Written request: Swap "pie crust" for "pastry crust" in the rows from the line containing "For the dataset, pick out the golden" through the end of the rows, inclusive, and repeat those lines with nothing else altered. Leave the pictures out of your output.

Data provided:
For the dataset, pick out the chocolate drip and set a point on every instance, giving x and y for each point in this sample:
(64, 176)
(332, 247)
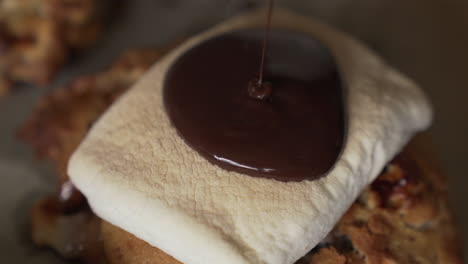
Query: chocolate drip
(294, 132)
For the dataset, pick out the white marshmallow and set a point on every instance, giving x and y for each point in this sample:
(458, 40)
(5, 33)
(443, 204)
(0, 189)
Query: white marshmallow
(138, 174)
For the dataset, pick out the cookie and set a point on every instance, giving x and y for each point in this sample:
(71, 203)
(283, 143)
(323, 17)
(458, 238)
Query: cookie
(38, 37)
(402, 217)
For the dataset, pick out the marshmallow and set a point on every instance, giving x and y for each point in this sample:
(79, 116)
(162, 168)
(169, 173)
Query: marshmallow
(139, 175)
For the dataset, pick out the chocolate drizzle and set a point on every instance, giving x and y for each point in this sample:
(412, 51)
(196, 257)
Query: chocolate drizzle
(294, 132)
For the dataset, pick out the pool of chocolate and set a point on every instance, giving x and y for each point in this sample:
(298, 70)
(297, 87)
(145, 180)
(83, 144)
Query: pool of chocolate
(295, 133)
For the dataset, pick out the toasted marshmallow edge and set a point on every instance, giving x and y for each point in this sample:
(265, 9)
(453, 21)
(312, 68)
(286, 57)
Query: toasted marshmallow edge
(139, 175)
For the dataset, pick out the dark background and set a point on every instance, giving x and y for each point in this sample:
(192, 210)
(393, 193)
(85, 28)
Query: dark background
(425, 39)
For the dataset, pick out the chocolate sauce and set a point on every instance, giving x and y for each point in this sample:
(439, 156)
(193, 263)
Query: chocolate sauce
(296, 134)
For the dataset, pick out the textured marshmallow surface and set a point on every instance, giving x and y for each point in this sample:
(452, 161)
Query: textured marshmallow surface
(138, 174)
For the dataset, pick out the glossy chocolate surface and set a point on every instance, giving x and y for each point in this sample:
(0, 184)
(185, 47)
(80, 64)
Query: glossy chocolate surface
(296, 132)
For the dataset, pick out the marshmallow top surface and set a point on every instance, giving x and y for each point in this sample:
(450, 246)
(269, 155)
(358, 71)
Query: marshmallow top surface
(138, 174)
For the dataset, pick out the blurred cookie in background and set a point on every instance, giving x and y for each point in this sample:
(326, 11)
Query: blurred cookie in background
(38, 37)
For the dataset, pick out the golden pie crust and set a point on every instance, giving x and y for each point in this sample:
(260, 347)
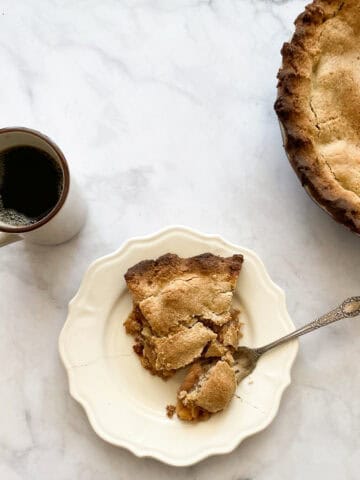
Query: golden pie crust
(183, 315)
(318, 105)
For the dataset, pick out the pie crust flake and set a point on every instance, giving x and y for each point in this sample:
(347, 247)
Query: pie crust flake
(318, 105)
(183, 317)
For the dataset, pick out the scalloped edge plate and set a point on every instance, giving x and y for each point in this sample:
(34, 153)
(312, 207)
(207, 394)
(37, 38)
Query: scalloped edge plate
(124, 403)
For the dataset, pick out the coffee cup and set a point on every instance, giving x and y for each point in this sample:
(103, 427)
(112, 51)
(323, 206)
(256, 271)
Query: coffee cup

Written solution:
For the dataset, pick out the golden pastry crust and set a point on every instance, giving x and y for each point in this sample:
(260, 347)
Query: golden pastry crust
(183, 315)
(318, 105)
For the dataset, pick out the pastry crust flake and set a point on every instance, giving x and y for each point in this sample:
(347, 247)
Query: pastry crust flake
(318, 105)
(183, 317)
For the dataset, pick out the scalloped edge plate and set a point on every instance, giving x and y for each point in this sample:
(34, 153)
(312, 207)
(207, 394)
(37, 38)
Query: scalloped edge plate
(124, 403)
For the dataset, pick out the coffee cup and set a point on every instance, giving x and y for each point in this sample:
(103, 427)
(112, 51)
(323, 206)
(256, 271)
Query: coffee cup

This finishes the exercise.